### GIVEN PROBLEM
Filter the material below, keeping every line that contains the word "white".

### Location identification entries

_ _ _ _

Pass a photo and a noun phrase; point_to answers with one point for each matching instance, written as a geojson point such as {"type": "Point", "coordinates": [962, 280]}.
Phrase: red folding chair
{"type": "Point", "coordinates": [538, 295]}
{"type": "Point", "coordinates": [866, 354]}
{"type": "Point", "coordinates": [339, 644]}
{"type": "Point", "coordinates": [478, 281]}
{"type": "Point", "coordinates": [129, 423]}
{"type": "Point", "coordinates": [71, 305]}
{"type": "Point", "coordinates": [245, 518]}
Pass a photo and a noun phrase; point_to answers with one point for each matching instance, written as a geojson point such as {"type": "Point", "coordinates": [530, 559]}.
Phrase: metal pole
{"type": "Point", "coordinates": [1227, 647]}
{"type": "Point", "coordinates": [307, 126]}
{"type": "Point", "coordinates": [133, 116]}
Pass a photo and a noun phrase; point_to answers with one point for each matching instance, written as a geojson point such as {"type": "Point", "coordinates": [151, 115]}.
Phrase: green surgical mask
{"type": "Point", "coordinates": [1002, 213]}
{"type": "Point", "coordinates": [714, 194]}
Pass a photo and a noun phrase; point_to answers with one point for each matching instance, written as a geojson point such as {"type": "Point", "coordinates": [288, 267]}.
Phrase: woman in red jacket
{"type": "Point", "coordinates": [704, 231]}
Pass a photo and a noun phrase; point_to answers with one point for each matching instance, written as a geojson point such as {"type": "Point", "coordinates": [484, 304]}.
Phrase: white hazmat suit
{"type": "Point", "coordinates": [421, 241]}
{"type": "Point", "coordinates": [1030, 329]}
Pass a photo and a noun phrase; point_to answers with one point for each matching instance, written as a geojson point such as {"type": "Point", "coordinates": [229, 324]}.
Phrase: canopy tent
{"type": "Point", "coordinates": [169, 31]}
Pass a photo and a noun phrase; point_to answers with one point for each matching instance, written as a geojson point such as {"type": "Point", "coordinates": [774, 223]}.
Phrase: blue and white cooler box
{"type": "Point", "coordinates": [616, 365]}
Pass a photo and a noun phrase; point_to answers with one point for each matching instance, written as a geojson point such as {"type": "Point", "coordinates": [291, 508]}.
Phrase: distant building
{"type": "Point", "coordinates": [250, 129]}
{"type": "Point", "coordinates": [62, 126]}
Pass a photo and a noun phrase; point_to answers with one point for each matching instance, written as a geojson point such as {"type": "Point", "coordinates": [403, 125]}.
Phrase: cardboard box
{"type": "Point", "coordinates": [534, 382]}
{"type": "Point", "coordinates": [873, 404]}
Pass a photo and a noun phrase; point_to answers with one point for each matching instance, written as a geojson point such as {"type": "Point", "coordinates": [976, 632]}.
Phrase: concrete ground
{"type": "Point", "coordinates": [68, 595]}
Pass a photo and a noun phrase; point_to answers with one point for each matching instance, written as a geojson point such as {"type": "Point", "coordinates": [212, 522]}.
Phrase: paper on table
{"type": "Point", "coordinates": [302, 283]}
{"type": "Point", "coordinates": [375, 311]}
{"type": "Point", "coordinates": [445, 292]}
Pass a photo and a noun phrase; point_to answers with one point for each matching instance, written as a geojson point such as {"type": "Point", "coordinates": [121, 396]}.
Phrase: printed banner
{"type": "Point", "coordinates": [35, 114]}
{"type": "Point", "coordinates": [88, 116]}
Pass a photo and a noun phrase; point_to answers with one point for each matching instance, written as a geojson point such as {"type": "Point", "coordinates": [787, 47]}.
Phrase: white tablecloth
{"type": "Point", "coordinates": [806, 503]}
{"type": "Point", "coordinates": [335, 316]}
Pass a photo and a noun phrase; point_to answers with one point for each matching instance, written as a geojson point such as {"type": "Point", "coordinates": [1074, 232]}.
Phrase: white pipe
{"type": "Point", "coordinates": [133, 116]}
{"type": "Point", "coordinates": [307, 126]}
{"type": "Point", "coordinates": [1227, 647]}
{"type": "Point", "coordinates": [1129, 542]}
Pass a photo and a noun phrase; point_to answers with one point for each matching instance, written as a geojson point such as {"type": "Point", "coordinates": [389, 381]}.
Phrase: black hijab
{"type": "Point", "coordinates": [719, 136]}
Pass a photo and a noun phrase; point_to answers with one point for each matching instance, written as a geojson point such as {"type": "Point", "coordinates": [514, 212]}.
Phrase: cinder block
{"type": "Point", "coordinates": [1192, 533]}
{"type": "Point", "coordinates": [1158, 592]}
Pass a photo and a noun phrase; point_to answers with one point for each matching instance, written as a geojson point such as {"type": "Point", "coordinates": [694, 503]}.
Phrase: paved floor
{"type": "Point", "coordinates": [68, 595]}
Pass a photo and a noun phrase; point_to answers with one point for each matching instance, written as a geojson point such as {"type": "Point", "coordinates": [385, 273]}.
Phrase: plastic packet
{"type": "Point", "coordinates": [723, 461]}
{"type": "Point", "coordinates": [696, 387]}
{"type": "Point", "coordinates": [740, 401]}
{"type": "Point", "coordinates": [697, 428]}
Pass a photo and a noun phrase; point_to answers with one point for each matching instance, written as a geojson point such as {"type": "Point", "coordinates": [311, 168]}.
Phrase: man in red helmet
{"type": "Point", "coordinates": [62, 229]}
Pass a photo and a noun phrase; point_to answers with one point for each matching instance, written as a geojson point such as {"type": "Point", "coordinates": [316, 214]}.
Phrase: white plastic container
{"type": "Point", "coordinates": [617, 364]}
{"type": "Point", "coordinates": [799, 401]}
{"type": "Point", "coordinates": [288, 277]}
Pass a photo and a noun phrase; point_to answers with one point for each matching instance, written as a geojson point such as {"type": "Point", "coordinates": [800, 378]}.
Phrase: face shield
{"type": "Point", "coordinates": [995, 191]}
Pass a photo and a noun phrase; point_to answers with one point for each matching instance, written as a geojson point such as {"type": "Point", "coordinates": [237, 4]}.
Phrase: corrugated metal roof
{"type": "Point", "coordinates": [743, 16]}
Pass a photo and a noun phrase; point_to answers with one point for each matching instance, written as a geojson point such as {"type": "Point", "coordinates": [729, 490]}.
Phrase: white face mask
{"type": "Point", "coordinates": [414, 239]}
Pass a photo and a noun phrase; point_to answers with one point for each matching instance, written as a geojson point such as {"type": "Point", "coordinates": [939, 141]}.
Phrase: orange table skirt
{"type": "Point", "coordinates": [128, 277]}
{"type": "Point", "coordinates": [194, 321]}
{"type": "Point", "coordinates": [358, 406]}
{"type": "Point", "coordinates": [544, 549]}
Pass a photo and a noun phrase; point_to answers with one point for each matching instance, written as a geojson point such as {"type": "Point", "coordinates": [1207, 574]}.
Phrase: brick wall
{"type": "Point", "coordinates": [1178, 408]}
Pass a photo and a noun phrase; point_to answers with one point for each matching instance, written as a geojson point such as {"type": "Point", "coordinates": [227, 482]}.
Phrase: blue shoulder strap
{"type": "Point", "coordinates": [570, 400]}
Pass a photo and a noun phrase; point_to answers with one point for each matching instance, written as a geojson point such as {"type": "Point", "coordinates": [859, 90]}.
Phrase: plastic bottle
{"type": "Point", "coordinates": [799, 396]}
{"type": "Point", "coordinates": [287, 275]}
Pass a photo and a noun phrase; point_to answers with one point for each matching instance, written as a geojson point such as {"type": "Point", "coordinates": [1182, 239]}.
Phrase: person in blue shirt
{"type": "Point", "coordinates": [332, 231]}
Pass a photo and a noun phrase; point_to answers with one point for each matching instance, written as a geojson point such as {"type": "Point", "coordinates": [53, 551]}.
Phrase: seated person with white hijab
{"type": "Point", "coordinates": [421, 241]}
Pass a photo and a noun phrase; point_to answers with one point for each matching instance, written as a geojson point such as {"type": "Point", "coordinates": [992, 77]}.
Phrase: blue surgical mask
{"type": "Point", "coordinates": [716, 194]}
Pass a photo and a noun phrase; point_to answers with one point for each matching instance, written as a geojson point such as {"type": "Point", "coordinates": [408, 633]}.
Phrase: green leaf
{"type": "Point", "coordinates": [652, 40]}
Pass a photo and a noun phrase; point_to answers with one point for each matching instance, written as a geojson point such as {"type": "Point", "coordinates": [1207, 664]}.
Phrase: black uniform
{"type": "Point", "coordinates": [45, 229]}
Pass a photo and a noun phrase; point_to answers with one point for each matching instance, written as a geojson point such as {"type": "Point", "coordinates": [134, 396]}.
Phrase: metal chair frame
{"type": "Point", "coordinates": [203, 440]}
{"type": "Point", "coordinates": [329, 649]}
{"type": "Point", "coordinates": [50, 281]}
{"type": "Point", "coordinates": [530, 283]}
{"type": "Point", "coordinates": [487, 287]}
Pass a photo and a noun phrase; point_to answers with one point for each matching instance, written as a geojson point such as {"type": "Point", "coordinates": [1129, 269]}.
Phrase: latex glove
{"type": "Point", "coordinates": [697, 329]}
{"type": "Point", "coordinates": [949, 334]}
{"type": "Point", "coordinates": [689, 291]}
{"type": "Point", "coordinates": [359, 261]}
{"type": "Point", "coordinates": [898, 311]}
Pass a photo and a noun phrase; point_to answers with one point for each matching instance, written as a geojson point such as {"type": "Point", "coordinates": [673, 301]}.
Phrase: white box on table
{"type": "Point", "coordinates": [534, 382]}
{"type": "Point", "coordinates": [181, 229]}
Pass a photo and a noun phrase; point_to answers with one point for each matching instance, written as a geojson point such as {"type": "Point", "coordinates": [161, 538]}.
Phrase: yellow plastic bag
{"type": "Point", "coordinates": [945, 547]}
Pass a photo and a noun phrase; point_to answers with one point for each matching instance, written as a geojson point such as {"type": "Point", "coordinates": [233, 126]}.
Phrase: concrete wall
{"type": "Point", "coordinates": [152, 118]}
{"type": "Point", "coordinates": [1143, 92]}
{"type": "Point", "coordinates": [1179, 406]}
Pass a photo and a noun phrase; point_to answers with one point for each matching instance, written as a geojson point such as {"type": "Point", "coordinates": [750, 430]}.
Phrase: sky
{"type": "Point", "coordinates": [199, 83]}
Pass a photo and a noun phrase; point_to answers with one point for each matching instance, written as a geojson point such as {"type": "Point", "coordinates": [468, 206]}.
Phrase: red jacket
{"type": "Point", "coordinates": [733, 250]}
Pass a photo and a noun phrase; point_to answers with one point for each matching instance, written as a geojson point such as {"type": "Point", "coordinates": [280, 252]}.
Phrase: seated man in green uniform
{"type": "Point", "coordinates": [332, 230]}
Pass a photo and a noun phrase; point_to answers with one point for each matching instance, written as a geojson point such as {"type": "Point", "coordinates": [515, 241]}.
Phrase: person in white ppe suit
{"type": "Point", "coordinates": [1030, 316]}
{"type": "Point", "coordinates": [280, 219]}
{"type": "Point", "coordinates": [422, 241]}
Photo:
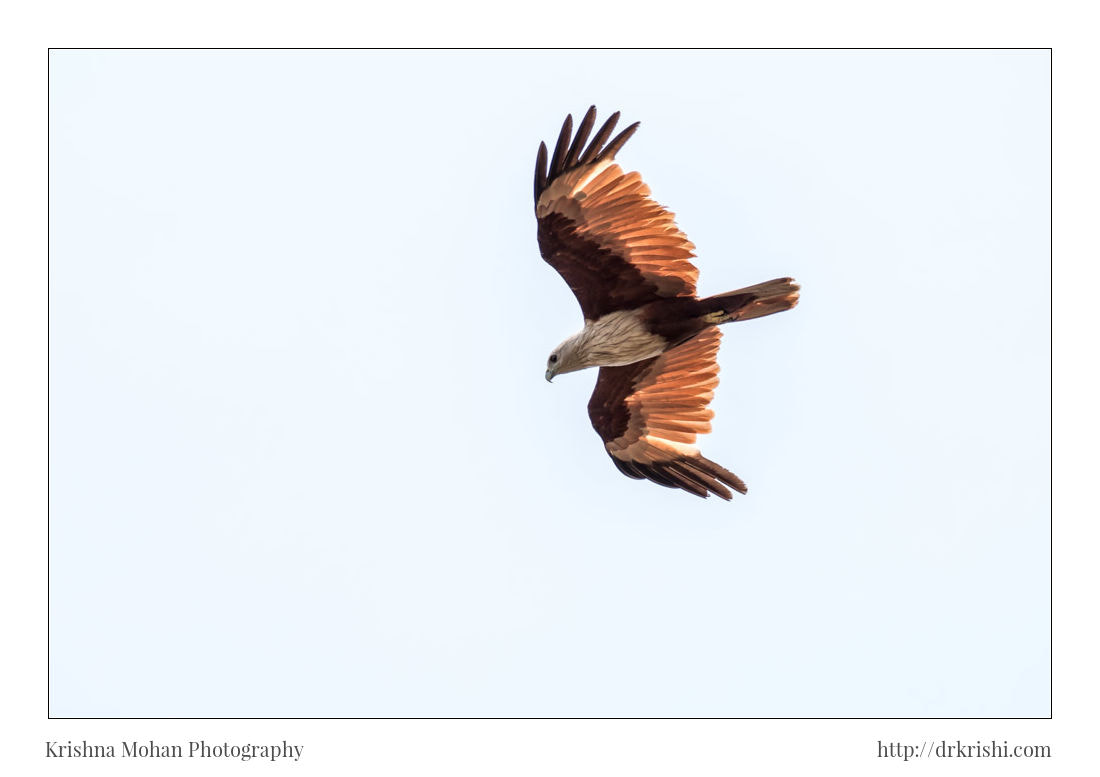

_ _ _ _

### RESULT OF THIS EXERCISE
Phrase: white hazmat suit
Phrase: blue and white cooler box
Phrase: white tablecloth
Phrase: white pipe
Phrase: white plastic container
Phrase: white face mask
Phrase: seated person with white hijab
Phrase: white box on table
Phrase: person in white ppe suit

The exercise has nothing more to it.